**ASSIGNMENT**
Each line of the entries that mentions the string "before" needs to be reported.

Dataset records
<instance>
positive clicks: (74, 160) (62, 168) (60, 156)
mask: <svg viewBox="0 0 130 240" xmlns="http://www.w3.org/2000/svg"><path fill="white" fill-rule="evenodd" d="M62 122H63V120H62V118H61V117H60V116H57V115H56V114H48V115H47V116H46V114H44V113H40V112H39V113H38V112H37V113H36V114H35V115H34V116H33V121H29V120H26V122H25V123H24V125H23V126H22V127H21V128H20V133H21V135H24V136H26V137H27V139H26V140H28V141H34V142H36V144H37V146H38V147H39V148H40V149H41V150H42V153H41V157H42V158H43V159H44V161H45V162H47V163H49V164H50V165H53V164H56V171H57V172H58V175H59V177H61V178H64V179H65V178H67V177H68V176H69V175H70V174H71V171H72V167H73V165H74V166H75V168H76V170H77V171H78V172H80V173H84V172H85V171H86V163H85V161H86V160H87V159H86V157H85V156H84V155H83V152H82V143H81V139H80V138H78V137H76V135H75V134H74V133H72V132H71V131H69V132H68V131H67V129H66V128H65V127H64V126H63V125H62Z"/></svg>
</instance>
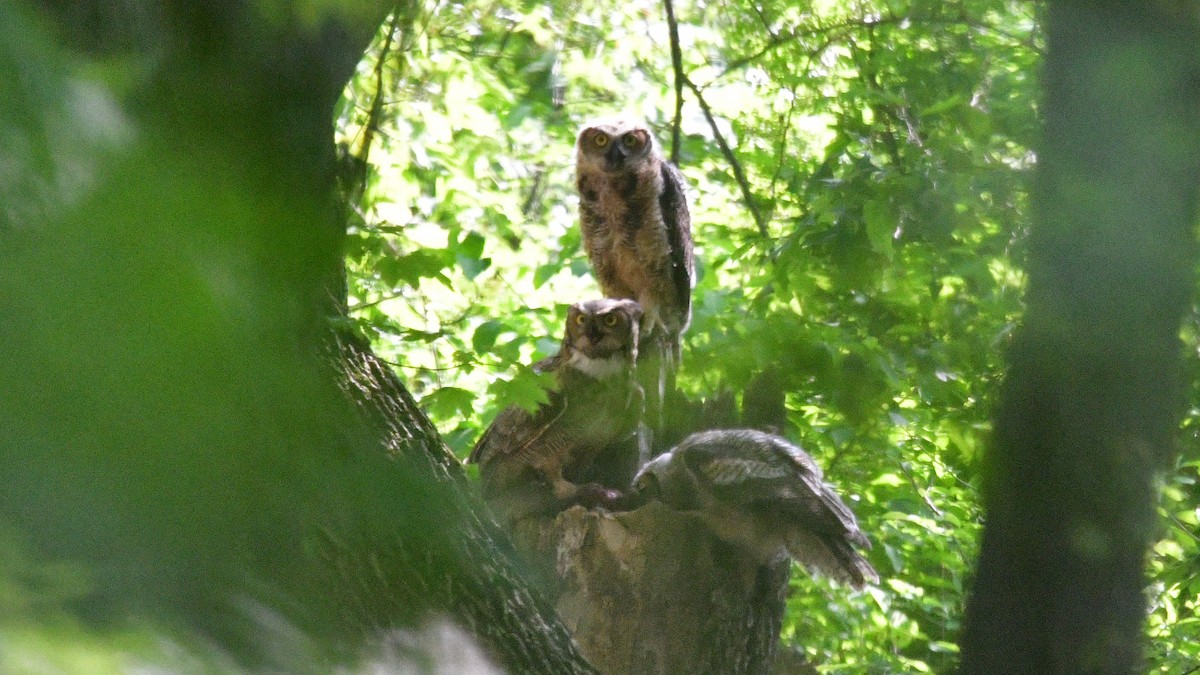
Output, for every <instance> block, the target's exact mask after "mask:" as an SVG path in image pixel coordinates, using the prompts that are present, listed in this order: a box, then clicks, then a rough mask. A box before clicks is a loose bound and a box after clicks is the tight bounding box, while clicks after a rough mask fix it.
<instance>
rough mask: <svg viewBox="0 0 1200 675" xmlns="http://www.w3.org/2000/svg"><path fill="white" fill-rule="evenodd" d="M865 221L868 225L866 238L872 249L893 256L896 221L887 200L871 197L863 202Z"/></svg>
mask: <svg viewBox="0 0 1200 675" xmlns="http://www.w3.org/2000/svg"><path fill="white" fill-rule="evenodd" d="M863 223H864V225H865V226H866V238H868V240H870V243H871V249H875V251H876V252H878V253H883V255H884V256H887V257H888V258H892V256H893V253H894V250H893V245H892V241H893V234H894V233H895V229H896V222H895V219H894V217H893V215H892V209H890V208H889V207H888V203H887V201H884V199H871V201H869V202H866V203H865V204H863Z"/></svg>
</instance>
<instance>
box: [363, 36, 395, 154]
mask: <svg viewBox="0 0 1200 675" xmlns="http://www.w3.org/2000/svg"><path fill="white" fill-rule="evenodd" d="M400 20H401V16H400V12H392V14H391V24H390V25H389V26H388V37H386V38H384V42H383V47H380V48H379V60H377V61H376V67H374V80H376V90H374V97H373V98H372V100H371V112H368V113H367V121H366V124H365V125H362V142H361V144H360V145H359V161H360V162H362V166H367V157H368V156H370V155H371V144H372V143H373V142H374V135H376V133H378V132H379V120H380V118H382V117H383V100H384V86H383V71H384V64H386V62H388V56H389V55H390V53H391V43H392V40H394V38H395V37H396V31H397V30H400Z"/></svg>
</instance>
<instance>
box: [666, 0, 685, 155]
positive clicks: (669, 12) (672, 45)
mask: <svg viewBox="0 0 1200 675" xmlns="http://www.w3.org/2000/svg"><path fill="white" fill-rule="evenodd" d="M662 4H664V5H665V6H666V10H667V29H668V31H670V34H671V67H672V68H673V70H674V77H676V114H674V119H673V120H672V121H671V163H672V165H676V166H679V125H680V121H682V119H683V80H684V74H683V52H682V50H680V49H679V24H678V23H677V22H676V18H674V4H673V2H672V0H662Z"/></svg>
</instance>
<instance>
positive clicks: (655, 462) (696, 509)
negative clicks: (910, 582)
mask: <svg viewBox="0 0 1200 675" xmlns="http://www.w3.org/2000/svg"><path fill="white" fill-rule="evenodd" d="M634 484H635V486H636V489H637V491H638V494H640V495H642V496H646V497H652V498H658V500H659V501H662V502H664V503H666V504H667V506H671V507H673V508H676V509H678V510H686V512H696V513H697V515H698V516H700V518H701V520H702V521H703V522H704V524H706V525H708V527H709V528H710V530H712V531H713V533H714V534H716V536H718V537H720V538H721V539H724V540H726V542H730V543H732V544H734V545H738V546H739V548H742V549H743V550H745V551H746V552H749V554H750V555H752V556H755V557H756V558H758V560H760V561H762V562H769V561H773V560H778V558H779V557H781V556H784V555H790V556H791V557H792V558H793V560H796V561H797V562H799V563H800V565H803V566H804V567H805V568H806V569H809V571H810V572H817V573H821V574H826V575H828V577H830V578H833V579H836V580H839V581H842V583H848V584H851V585H852V586H853V587H856V589H860V587H862V586H863V585H864V584H866V583H868V581H871V583H877V581H878V579H880V577H878V574H877V573H876V572H875V568H872V567H871V563H869V562H868V561H866V558H864V557H863V556H862V555H859V552H858V551H857V550H856V546H859V548H864V549H869V548H871V544H870V542H869V540H868V539H866V536H865V534H863V531H862V530H859V528H858V521H857V520H856V519H854V514H853V513H851V512H850V509H848V508H847V507H846V504H845V503H844V502H842V501H841V498H840V497H839V496H838V494H836V492H834V491H833V488H830V486H829V485H827V484H826V483H824V482H823V480H822V473H821V468H820V467H818V466H817V465H816V462H814V461H812V458H810V456H809V455H808V454H806V453H805V452H804V450H802V449H800V448H798V447H796V446H793V444H792V443H790V442H787V441H786V440H784V438H781V437H779V436H774V435H772V434H764V432H762V431H755V430H751V429H721V430H714V431H702V432H700V434H692V435H691V436H688V437H686V438H684V440H683V441H682V442H680V443H679V444H678V446H676V447H674V448H673V449H672V450H671V452H668V453H665V454H662V455H660V456H658V458H655V459H654V460H653V461H650V462H649V464H648V465H646V466H644V467H642V471H641V472H638V474H637V478H635V480H634Z"/></svg>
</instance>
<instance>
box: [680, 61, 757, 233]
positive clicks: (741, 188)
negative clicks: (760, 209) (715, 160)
mask: <svg viewBox="0 0 1200 675" xmlns="http://www.w3.org/2000/svg"><path fill="white" fill-rule="evenodd" d="M683 83H684V84H685V85H686V86H688V89H690V90H691V92H692V95H695V96H696V102H697V103H700V109H701V110H702V112H703V113H704V119H706V120H708V126H709V127H710V129H712V130H713V138H714V139H716V145H718V148H720V149H721V155H724V156H725V161H727V162H730V168H732V169H733V178H734V180H737V181H738V187H739V189H740V190H742V198H743V199H744V201H745V203H746V208H748V209H750V215H751V216H754V221H755V225H757V226H758V234H761V235H763V237H767V219H766V216H763V215H762V211H760V210H758V207H756V205H755V203H754V192H752V191H751V190H750V181H749V180H746V174H745V171H743V168H742V162H739V161H738V157H737V156H736V155H734V154H733V149H732V148H730V144H728V142H726V141H725V136H724V135H722V133H721V130H720V127H718V126H716V119H715V118H714V117H713V109H712V108H709V107H708V101H706V100H704V95H703V92H701V90H700V88H698V86H696V83H694V82H692V80H691V79H690V78H688V76H683Z"/></svg>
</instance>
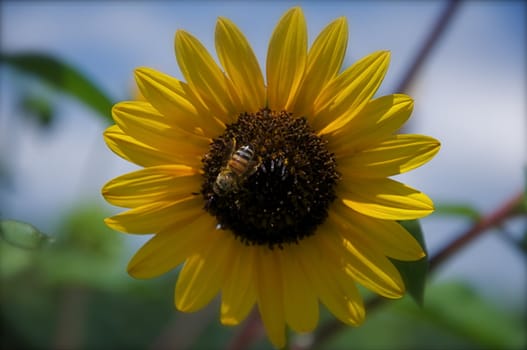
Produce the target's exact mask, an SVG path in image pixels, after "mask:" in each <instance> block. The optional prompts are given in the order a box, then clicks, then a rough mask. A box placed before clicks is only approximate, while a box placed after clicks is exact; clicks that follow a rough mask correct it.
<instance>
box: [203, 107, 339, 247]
mask: <svg viewBox="0 0 527 350" xmlns="http://www.w3.org/2000/svg"><path fill="white" fill-rule="evenodd" d="M326 143H327V141H325V140H323V139H322V138H321V137H319V136H317V135H316V134H315V133H314V131H313V130H312V129H311V128H310V126H309V125H308V123H307V120H306V119H305V118H304V117H293V116H292V115H291V114H290V113H287V112H280V113H275V112H272V111H269V110H266V109H264V110H261V111H259V112H258V113H255V114H248V113H244V114H241V115H240V116H239V117H238V120H237V121H236V122H235V123H233V124H230V125H227V127H226V129H225V132H224V133H223V134H222V135H220V136H219V137H217V138H216V139H214V140H213V141H212V143H211V145H210V149H209V152H208V153H207V154H206V155H205V157H204V158H203V170H204V176H205V181H204V183H203V186H202V188H201V193H202V195H203V197H204V198H205V201H206V204H205V210H207V211H208V212H209V213H210V214H212V215H214V216H215V217H216V218H217V220H218V228H221V229H230V230H231V231H232V232H233V233H234V235H235V236H236V237H237V238H238V239H240V240H241V241H242V242H244V243H247V244H257V245H268V246H269V247H270V248H273V247H274V246H275V245H278V246H279V247H280V246H281V245H282V244H283V243H298V242H299V241H300V240H301V239H303V238H305V237H307V236H310V235H312V234H314V232H315V230H316V228H317V226H318V225H320V224H321V223H322V222H324V220H325V219H326V217H327V210H328V207H329V205H330V204H331V202H332V201H333V200H334V199H335V190H334V187H335V184H336V182H337V180H338V178H339V175H338V173H337V171H336V162H335V158H334V156H333V154H332V153H330V152H328V150H327V147H326Z"/></svg>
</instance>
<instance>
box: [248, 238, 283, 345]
mask: <svg viewBox="0 0 527 350" xmlns="http://www.w3.org/2000/svg"><path fill="white" fill-rule="evenodd" d="M257 249H258V251H259V254H258V256H257V261H256V264H255V265H256V266H255V267H256V269H255V277H256V288H257V300H258V309H259V310H260V316H261V318H262V322H263V324H264V326H265V330H266V332H267V335H268V337H269V339H270V340H271V343H273V345H274V346H275V347H277V348H283V347H284V346H285V315H284V304H283V300H284V298H283V286H282V267H281V265H280V258H279V257H278V255H277V254H278V253H277V252H276V250H270V249H269V248H268V247H266V246H261V247H260V246H259V247H257Z"/></svg>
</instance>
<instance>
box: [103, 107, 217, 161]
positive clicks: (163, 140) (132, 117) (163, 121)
mask: <svg viewBox="0 0 527 350" xmlns="http://www.w3.org/2000/svg"><path fill="white" fill-rule="evenodd" d="M112 115H113V119H114V120H115V123H116V124H117V125H118V126H119V128H121V130H123V132H124V133H126V134H127V135H129V136H131V137H133V138H135V139H136V140H138V141H139V142H142V143H144V144H146V145H150V146H152V147H153V148H157V149H164V150H168V151H172V152H173V153H174V155H175V156H178V155H180V154H185V155H187V154H188V155H194V157H195V158H197V159H198V161H199V159H200V156H201V155H202V154H203V153H205V152H206V151H207V150H208V148H209V144H210V141H211V139H210V138H208V137H203V136H198V135H196V134H191V133H189V132H186V131H184V130H183V129H181V128H179V126H178V125H175V122H174V121H173V120H170V119H169V118H166V117H165V116H164V115H162V114H160V113H159V112H158V111H157V110H156V109H155V108H154V107H152V105H150V104H149V103H146V102H141V101H128V102H121V103H118V104H116V105H115V106H114V107H113V109H112Z"/></svg>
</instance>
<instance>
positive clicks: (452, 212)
mask: <svg viewBox="0 0 527 350" xmlns="http://www.w3.org/2000/svg"><path fill="white" fill-rule="evenodd" d="M434 214H435V215H448V216H461V217H466V218H468V219H471V220H474V221H476V220H479V219H480V218H481V214H480V213H479V211H477V210H476V209H475V208H474V207H472V206H470V205H468V204H453V203H452V204H450V203H436V205H435V210H434Z"/></svg>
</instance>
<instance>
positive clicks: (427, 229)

**RESULT**
Output, for every <instance> block, the target's exact mask after "mask:" as an SVG path in image pixel coordinates, using the prompts that are present, listed in this order: a box, then clicks, then a rough mask. A box before clicks is a loose bound and a box after clicks is the tight bounding box, while clicks after a rough mask fix it.
Produce the target's exact mask, an SVG path in image pixels, after "mask:" in each <instance> block. The optional prompts are given in the order a box, then clicks, then a rough mask. A box placed before clicks is only approximate, while a box placed after clicks is exact; clicks that follow a rough mask correct it.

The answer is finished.